Output every line of the items below word for word, leaving out the pictures.
[START OF Source records]
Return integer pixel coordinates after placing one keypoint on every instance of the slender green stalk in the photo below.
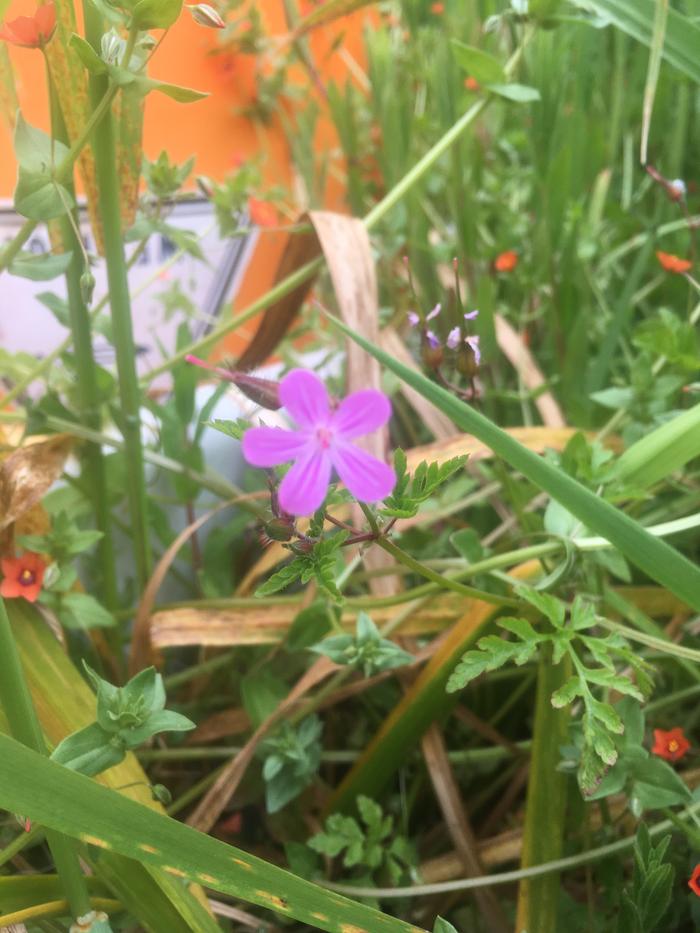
(442, 580)
(24, 725)
(93, 468)
(508, 877)
(10, 251)
(378, 212)
(104, 148)
(543, 834)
[END OF Source records]
Response -
Return integer pixel coordinates after placing one keypoint on every instance of the slender green stalk in the photo below.
(442, 580)
(24, 725)
(93, 468)
(508, 877)
(10, 251)
(378, 212)
(104, 148)
(543, 834)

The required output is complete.